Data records
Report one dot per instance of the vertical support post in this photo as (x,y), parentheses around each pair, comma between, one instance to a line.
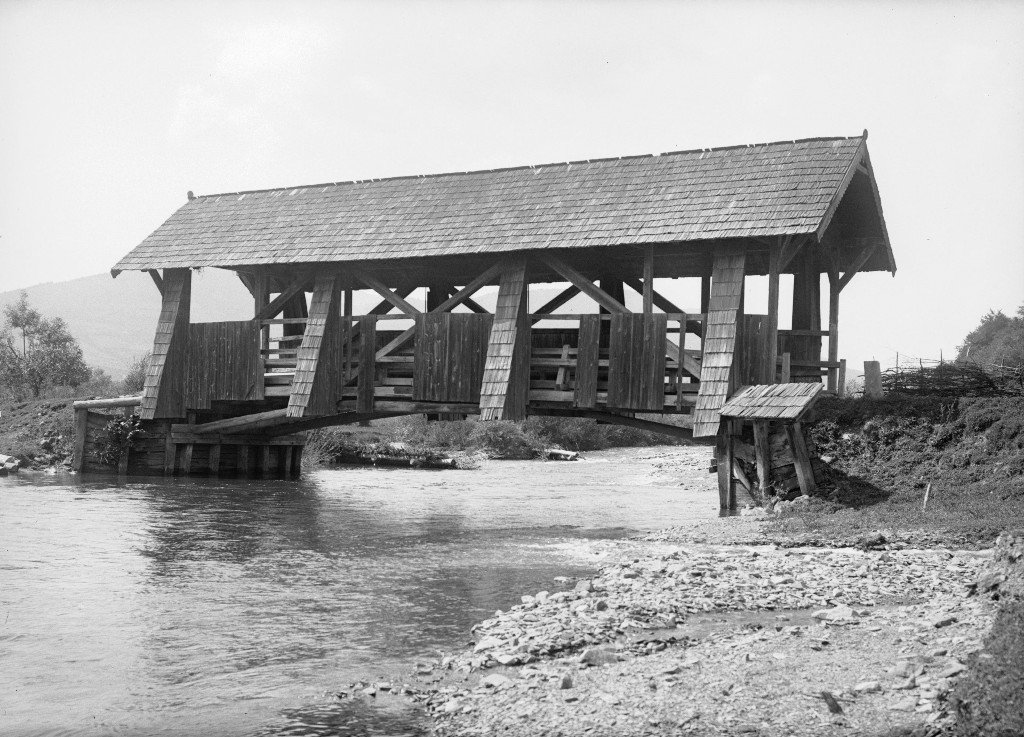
(286,465)
(186,460)
(261,298)
(243,463)
(648,279)
(368,364)
(762,456)
(802,460)
(81,430)
(834,290)
(774,261)
(680,358)
(264,461)
(872,380)
(726,456)
(170,451)
(215,460)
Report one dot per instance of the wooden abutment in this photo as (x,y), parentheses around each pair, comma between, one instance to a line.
(236,397)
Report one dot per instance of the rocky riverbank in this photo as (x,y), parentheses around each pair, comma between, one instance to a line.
(726,626)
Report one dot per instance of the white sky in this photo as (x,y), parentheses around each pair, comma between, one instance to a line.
(112,111)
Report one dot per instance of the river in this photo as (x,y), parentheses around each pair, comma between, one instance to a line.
(200,606)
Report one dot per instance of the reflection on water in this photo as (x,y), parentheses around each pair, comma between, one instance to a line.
(237,607)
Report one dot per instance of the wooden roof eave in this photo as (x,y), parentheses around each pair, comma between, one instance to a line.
(860,163)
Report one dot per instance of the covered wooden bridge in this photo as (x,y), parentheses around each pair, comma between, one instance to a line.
(233,396)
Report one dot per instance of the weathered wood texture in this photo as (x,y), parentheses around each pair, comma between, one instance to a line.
(367,369)
(450,354)
(772,401)
(223,363)
(720,338)
(636,361)
(588,354)
(872,380)
(163,391)
(506,373)
(314,387)
(754,355)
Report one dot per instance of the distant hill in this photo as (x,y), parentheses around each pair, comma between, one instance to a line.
(114,319)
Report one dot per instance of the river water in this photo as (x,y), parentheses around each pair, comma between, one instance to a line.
(189,606)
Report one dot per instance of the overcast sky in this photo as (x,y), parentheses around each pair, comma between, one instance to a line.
(113,111)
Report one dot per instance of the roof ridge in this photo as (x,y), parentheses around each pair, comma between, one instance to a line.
(528,166)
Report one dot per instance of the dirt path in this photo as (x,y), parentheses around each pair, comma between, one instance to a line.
(680,636)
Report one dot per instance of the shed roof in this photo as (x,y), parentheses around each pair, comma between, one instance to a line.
(772,401)
(766,189)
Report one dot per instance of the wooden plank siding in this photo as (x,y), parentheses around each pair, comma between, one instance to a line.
(720,338)
(163,394)
(450,356)
(636,361)
(754,351)
(588,354)
(223,363)
(506,373)
(314,385)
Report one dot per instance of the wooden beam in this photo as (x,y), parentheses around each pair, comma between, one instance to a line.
(555,302)
(648,279)
(762,456)
(499,386)
(841,190)
(583,284)
(278,304)
(323,317)
(382,289)
(774,267)
(475,306)
(163,391)
(805,474)
(453,301)
(244,423)
(865,253)
(157,279)
(834,291)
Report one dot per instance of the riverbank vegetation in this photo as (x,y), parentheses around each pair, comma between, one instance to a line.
(882,457)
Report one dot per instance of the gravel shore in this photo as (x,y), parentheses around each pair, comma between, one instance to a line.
(679,636)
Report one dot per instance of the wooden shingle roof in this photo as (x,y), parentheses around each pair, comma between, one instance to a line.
(772,401)
(781,188)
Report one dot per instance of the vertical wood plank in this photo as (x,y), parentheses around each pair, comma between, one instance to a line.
(81,430)
(872,380)
(774,261)
(243,463)
(805,473)
(186,460)
(648,279)
(834,290)
(762,456)
(368,363)
(588,353)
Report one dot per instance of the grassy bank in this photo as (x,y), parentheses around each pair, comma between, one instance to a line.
(883,456)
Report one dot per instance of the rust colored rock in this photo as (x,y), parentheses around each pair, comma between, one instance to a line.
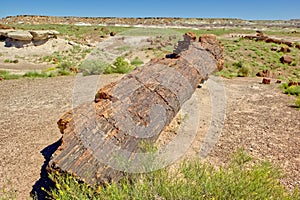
(265,73)
(113,33)
(266,81)
(192,35)
(285,49)
(3,26)
(274,49)
(99,136)
(286,59)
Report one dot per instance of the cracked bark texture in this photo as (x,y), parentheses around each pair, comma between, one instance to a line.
(134,109)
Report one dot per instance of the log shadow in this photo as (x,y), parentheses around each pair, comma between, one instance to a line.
(44,181)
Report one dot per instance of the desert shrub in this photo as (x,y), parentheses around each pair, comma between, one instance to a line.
(120,66)
(11,61)
(137,62)
(192,180)
(92,67)
(244,71)
(35,74)
(297,102)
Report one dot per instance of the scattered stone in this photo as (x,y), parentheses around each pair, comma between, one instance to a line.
(172,55)
(291,83)
(259,33)
(112,33)
(193,36)
(3,26)
(43,34)
(266,81)
(20,35)
(286,59)
(285,49)
(73,43)
(265,73)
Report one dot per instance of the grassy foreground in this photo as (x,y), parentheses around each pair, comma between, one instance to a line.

**ACTIVITY**. Each entry above is to be written out exactly. The pictures stay out.

**ANSWER FOR THE TASK**.
Report one dot per instance of the vertical support post in this photo as (x,y), parentheses around each pair, comma between, one instance to a line.
(286,465)
(186,460)
(261,298)
(243,463)
(648,279)
(368,364)
(762,456)
(802,460)
(81,430)
(834,290)
(774,261)
(680,358)
(264,461)
(872,380)
(726,456)
(170,451)
(215,460)
Report one dot per instance of the wooden abutment in this photo as (x,y), parentheses around each pair, comma between, one instance to a line.
(236,397)
Report one dot per instance of the rocky riverbank in this photo as (x,y), parentheses around each pair, comma between, one instance to a line.
(726,626)
Report one dot per instance of the white sky in this photo as (x,y), parentheses around each pair, comma between, one instance to a line.
(112,111)
Report one dot per instance of the river in this photo as (x,y), parentheses around each pair, comma between, one instance to a line.
(200,606)
Report one dot per instance of the reflection on water in this photo as (x,y), parentheses around each pair, comma between, one instance to a line.
(237,607)
Report one dot per instance of the wooden roof eave in this photo as (x,y), parentheses around each pair, comma between, one instance to a line.
(860,163)
Report one dot per instance of the covered wooden bridge in this photo as (x,y), parentheses around each pair, comma between, one instance to a line.
(233,396)
Report one dot per instance of the weathered wood texture in this photo as (x,y), parentheses around each pair, comma between, one instance to a line.
(367,369)
(450,354)
(772,401)
(223,363)
(720,338)
(636,361)
(588,354)
(872,380)
(163,391)
(506,373)
(314,387)
(754,355)
Report one dot per instance of the distant hill in this photo as (x,y), parentheses around each pair, comma between, one instance to a line.
(114,319)
Report one dot per instance of the river water in this photo as (x,y), parentheses around each pair, comma between, one instance to a line.
(189,606)
Report one dot per instance of the overcast sky in this photo as (x,y), parentheses around each pair, comma between, one instance to a line.
(113,111)
Report one dot per instance of the roof ridge in this photo as (x,y), parentheses around each pair, comma between, one instance to a line.
(528,166)
Report one dot per instance of the dirt path in this photo as (x,y), parentheses around each pair, comma between, one instance to a line.
(680,636)
Report one dot per instance of the shed roof in this photo as (x,y), parentheses around each pair, comma between, one instance to a line.
(772,401)
(766,189)
Report one dot per instance of the wooden plank siding in this photo as (x,y), parentheses around each pair, comma between, one instance to a line.
(720,338)
(163,394)
(450,356)
(636,361)
(754,351)
(588,354)
(223,363)
(506,373)
(314,385)
Report one dot per instance of the wooden beam in this photo as (x,y), parentheses around each pair, comma between, one instance to a line.
(555,302)
(648,279)
(762,456)
(499,386)
(841,190)
(583,284)
(278,304)
(323,317)
(382,289)
(774,267)
(475,306)
(163,391)
(805,474)
(453,301)
(244,423)
(865,253)
(157,279)
(834,291)
Report one dot per instance of the riverbank vegetation in this photo as (x,y), parentheses around each pair, comma between, one instance to a line.
(882,457)
Report one dot per instance of the gravel shore in this photo as (x,y), parentheses around each pair, comma between, one instance to a line.
(679,636)
Report one dot per instance of the wooden shingle roof in this photo as (x,y), parentheses around each pair, comma between, one instance to a line.
(772,401)
(781,188)
Report one dot per instance of the vertical wood plank in this photo as (x,y), parentheses around each pair, comma between, one instance to a line.
(81,430)
(872,380)
(774,261)
(243,463)
(805,473)
(186,460)
(648,279)
(834,290)
(762,456)
(368,363)
(588,353)
Report one dot per instance of the grassy bank in this photo as (x,y), parentheses around each pair, comma between, one instance to a line.
(883,456)
Report one dot per instance of the rust colored rock in this photo as (x,y), parentheses around each pair, comma between, one instance to a line.
(265,73)
(113,33)
(266,81)
(192,35)
(285,49)
(3,26)
(274,49)
(99,136)
(286,59)
Report one dot per instance of the cracked bark texture in this photo as (x,y), parentheses around each pair, comma between, one instance to a line.
(134,109)
Report one dot per instance of the log shadow in this photo as (x,y), parentheses around each pair, comma between, one instance to a line.
(44,181)
Report one dot per instance of the desert shrub in this photo as (x,y), parentheses around each pair, comma between, one instance to a line.
(120,66)
(11,61)
(137,62)
(192,180)
(92,67)
(244,71)
(35,74)
(297,102)
Report one dot per instance of the scattered stone in this photo as (x,y), parentheses around each pair, comma between, one instance to a line.
(172,55)
(291,83)
(259,33)
(112,33)
(193,36)
(3,26)
(43,34)
(266,81)
(20,35)
(286,59)
(285,49)
(73,43)
(265,73)
Report one dot per instance of the grassy foreground in this photo as (x,y), parentheses around each pair, comma between, one instance to a line.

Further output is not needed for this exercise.